Thursday, December 15, 2011

On Efficiency

Recently I started having thoughts about how to limit my futzing-around-on-the-internet time in order to allocate it to more productive ventures.  I do spend a lot of time browsing around, consuming random articles about random topics, reading facebook and the like.  However, in the middle of my efficiency plottings, I realized that I’ve tried this plan twice before already.

The first time was back in college, when I spent a lot of downtime reading Livejournal and participating in various forums.  One year for Lent I decided to give up non-school-related internet activity, with the intention of using all the freed up time on all kinds of wonderful personal projects.  A cunning plan that surely could not fail!  So, when Ash Wednesday came and my habitual forum-browsing time arrived, what did I do?  I took a nap.  And that’s how it rolled for the whole time.  All the time I saved by giving up those internet ventures went straight into sleep.

Supplied records ->
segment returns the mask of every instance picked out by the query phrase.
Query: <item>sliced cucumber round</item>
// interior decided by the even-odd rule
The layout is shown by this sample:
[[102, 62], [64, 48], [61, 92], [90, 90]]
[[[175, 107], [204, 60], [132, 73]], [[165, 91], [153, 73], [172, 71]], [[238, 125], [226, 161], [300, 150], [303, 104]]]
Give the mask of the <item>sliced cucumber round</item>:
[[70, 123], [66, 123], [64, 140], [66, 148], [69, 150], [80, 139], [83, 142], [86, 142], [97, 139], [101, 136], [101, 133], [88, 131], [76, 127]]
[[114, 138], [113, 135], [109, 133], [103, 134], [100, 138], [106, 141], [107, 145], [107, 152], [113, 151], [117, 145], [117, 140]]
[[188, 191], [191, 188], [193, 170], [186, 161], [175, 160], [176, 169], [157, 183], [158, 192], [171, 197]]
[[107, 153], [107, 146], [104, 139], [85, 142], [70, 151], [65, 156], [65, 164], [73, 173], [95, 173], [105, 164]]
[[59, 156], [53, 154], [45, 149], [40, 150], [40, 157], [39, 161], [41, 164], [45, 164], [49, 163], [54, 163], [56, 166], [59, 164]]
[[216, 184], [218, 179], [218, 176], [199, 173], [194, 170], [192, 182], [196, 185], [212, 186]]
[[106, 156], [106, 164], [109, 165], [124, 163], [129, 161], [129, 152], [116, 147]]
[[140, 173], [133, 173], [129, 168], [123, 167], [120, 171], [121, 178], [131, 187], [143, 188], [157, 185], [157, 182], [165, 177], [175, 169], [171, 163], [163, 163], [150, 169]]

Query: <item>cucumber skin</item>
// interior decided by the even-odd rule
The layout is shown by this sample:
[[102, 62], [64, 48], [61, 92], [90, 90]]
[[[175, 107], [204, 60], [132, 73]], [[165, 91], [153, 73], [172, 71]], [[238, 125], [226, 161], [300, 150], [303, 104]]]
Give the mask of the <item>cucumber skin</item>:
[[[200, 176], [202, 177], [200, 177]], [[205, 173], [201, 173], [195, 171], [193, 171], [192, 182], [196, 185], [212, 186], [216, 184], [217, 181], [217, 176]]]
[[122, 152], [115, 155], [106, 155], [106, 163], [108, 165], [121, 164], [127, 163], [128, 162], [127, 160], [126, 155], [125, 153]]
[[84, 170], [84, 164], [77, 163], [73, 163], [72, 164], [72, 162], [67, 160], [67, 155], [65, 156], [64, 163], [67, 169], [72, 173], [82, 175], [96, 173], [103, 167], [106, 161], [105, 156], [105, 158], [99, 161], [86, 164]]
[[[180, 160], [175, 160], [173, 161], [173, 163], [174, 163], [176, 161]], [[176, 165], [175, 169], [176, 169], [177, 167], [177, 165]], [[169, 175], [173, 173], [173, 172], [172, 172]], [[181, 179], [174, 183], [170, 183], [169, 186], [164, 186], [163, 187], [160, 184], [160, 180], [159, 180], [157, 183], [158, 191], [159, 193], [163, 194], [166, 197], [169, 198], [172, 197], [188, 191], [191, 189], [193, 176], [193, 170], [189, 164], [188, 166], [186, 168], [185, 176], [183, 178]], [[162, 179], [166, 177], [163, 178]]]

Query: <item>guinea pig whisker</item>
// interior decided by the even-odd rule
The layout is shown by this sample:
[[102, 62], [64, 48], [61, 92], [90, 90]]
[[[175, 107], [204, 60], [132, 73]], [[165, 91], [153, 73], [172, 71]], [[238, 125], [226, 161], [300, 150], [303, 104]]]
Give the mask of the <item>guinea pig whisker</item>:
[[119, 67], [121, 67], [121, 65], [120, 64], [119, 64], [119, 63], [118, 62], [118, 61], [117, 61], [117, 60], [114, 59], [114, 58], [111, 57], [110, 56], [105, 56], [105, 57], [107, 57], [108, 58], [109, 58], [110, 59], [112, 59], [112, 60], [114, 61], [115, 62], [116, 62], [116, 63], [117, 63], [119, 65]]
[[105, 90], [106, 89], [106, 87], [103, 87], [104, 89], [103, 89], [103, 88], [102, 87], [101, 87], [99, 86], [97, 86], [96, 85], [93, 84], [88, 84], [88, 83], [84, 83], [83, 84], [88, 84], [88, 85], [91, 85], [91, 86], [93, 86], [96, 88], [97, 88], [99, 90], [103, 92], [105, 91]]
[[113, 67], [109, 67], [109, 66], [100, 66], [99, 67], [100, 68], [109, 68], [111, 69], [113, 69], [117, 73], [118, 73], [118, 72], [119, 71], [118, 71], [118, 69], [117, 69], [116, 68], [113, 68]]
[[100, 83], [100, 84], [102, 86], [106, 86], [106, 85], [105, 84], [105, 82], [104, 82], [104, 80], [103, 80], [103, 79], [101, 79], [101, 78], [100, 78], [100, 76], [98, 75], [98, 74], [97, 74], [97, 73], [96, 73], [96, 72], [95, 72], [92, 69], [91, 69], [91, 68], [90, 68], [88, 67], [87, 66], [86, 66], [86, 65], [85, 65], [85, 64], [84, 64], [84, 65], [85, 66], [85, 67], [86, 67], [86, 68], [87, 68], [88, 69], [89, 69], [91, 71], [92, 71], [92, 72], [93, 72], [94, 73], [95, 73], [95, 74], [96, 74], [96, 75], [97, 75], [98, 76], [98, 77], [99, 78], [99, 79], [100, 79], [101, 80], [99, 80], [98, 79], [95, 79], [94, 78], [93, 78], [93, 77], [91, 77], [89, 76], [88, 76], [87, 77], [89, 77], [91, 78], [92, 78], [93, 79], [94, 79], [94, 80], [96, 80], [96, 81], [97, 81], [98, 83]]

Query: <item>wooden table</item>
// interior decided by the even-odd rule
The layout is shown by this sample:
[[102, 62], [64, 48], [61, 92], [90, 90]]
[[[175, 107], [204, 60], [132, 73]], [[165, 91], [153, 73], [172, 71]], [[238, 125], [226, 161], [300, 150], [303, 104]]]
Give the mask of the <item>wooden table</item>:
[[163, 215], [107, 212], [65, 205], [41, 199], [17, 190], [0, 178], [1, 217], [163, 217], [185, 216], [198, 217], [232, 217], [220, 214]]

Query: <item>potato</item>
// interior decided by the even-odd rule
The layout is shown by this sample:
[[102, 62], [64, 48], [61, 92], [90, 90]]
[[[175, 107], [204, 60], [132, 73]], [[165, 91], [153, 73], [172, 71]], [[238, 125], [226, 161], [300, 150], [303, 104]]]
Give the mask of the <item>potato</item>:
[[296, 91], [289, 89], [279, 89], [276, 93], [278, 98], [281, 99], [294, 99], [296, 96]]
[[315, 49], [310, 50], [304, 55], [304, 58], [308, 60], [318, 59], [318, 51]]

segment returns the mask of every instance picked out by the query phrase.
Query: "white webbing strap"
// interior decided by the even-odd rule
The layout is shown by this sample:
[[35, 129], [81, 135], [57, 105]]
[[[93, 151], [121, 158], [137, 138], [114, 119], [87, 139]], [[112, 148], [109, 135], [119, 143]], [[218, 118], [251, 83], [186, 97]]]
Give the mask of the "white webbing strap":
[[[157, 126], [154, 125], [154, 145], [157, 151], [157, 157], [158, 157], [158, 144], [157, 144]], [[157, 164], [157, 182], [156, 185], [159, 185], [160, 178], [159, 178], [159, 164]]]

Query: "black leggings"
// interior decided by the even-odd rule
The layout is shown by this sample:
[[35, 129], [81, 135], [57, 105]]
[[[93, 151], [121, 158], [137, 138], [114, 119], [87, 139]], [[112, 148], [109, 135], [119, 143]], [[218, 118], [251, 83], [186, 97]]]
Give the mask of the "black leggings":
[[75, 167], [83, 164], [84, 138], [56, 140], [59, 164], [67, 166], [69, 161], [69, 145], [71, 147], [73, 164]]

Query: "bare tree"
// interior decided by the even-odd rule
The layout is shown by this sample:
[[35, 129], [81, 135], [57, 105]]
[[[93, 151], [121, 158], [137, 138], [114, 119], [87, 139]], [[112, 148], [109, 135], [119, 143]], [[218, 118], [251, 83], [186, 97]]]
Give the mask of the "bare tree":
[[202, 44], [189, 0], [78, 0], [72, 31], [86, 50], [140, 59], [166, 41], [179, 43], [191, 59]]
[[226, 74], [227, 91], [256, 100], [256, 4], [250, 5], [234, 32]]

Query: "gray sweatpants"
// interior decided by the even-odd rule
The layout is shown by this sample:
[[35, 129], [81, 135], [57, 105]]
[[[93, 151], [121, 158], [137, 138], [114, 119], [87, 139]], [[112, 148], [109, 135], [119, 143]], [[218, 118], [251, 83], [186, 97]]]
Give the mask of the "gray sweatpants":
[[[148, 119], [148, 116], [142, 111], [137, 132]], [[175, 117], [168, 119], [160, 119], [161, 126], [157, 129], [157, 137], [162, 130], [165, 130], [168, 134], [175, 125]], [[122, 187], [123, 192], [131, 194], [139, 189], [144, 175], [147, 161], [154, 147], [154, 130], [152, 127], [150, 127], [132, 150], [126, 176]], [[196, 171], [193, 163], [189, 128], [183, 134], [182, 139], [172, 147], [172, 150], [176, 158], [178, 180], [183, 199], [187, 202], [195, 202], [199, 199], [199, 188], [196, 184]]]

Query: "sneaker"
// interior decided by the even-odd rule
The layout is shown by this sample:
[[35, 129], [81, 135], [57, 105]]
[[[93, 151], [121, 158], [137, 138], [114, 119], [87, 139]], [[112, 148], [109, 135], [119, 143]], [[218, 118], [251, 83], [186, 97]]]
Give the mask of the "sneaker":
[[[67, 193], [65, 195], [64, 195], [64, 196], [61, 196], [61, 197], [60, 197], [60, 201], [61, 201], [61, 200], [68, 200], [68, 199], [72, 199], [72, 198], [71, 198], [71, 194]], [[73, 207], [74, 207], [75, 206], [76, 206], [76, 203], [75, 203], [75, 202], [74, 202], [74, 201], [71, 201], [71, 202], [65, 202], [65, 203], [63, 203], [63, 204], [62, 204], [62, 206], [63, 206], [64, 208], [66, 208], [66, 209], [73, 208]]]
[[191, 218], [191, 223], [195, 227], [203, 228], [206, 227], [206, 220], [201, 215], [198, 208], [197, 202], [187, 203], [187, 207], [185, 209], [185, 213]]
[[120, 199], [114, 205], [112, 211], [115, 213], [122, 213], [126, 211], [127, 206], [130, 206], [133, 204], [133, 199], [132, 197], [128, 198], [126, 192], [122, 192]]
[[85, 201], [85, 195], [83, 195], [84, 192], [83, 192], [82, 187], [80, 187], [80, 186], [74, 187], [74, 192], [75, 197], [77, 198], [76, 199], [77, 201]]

Brief 1 -> Using the blog post on efficiency, write out everything from "The first time" down to "straight into sleep.", replacing "Livejournal" with "MySpace".
Brief 2 -> Condense the paragraph of the efficiency post that begins "The first time was back in college" into a shorter version that keeps its main facts.

Full answer 1 ->
The first time was back in college, when I spent a lot of downtime reading MySpace and participating in various forums.  One year for Lent I decided to give up non-school-related internet activity, with the intention of using all the freed up time on all kinds of wonderful personal projects.  A cunning plan that surely could not fail!  So, when Ash Wednesday came and my habitual forum-browsing time arrived, what did I do?  I took a nap.  And that’s how it rolled for the whole time.  All the time I saved by giving up those internet ventures went straight into sleep.

Full answer 2 -> In college, when much downtime went to Livejournal and forums, the writer gave up non-school internet activity for Lent to free time for personal projects. Instead, when the usual browsing time came on Ash Wednesday, the writer took a nap, and all the saved time went to sleep for the whole period.